● **RECORD EXCERPTS**:
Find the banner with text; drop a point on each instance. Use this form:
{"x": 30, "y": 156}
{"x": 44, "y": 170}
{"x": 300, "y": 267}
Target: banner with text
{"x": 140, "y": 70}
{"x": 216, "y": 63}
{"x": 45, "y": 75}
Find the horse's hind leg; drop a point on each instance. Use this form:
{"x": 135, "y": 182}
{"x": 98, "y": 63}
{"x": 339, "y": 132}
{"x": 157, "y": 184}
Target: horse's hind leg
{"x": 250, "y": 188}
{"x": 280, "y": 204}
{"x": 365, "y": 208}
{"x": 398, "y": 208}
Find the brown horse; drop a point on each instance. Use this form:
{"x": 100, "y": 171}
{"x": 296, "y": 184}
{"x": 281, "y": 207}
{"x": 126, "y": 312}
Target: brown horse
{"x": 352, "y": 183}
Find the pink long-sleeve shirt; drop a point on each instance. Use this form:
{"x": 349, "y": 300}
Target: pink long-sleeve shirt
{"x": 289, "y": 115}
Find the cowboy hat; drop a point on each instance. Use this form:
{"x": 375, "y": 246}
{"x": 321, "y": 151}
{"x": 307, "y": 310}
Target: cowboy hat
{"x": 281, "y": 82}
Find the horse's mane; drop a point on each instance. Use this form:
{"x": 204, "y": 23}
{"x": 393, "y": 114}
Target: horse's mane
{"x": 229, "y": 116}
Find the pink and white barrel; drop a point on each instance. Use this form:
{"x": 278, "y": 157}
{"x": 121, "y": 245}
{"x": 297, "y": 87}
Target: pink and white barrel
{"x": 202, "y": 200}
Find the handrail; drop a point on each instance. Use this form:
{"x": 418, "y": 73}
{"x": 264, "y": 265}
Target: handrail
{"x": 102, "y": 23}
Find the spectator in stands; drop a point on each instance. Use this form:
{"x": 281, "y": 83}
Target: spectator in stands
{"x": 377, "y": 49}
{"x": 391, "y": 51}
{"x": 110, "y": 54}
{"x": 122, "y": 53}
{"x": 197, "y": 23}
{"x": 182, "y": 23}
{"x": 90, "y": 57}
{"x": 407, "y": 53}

● **WHAT YOU WILL DO**: Put every line of the records above into a numbered list, leaving out any blank lines.

● **WRITTEN ANSWER**:
1. Find the banner with text; drop a point on each instance. Use this form:
2. {"x": 30, "y": 156}
3. {"x": 44, "y": 170}
4. {"x": 300, "y": 267}
5. Target: banner with text
6. {"x": 140, "y": 70}
7. {"x": 216, "y": 63}
8. {"x": 45, "y": 75}
9. Find the horse's hind leg; drop a point on each instance. Use this form:
10. {"x": 135, "y": 182}
11. {"x": 98, "y": 63}
12. {"x": 339, "y": 132}
13. {"x": 157, "y": 184}
14. Target: horse's hind leg
15. {"x": 250, "y": 188}
16. {"x": 280, "y": 204}
17. {"x": 365, "y": 208}
18. {"x": 398, "y": 208}
19. Find the brown horse; drop a point on each instance. Use this form:
20. {"x": 100, "y": 171}
21. {"x": 296, "y": 184}
22. {"x": 281, "y": 207}
23. {"x": 126, "y": 312}
24. Target: brown horse
25. {"x": 352, "y": 183}
26. Find the pink long-sleeve shirt; drop a point on each instance. Use this form:
27. {"x": 349, "y": 300}
28. Target: pink long-sleeve shirt
29. {"x": 289, "y": 115}
30. Find the cowboy hat; drop a point on each instance. Use this form:
31. {"x": 375, "y": 246}
32. {"x": 321, "y": 151}
33. {"x": 307, "y": 310}
34. Target: cowboy hat
35. {"x": 281, "y": 82}
36. Find the horse's mane; drop a point on each instance. Use this form:
37. {"x": 204, "y": 23}
38. {"x": 393, "y": 114}
39. Target: horse's mane
40. {"x": 229, "y": 116}
41. Find the pink and white barrel; drop a point on each instance. Use this form:
42. {"x": 278, "y": 157}
43. {"x": 121, "y": 245}
44. {"x": 297, "y": 87}
45. Target: pink and white barrel
46. {"x": 202, "y": 200}
47. Find the handrail; drop a point on each instance. Use this form:
48. {"x": 418, "y": 73}
49. {"x": 264, "y": 265}
50. Target: handrail
51. {"x": 102, "y": 23}
52. Find the spectator in stands; drop a point on each instance. Use this form:
53. {"x": 281, "y": 83}
54. Target: spectator in stands
55. {"x": 377, "y": 49}
56. {"x": 391, "y": 51}
57. {"x": 110, "y": 54}
58. {"x": 122, "y": 53}
59. {"x": 197, "y": 23}
60. {"x": 182, "y": 23}
61. {"x": 90, "y": 57}
62. {"x": 407, "y": 53}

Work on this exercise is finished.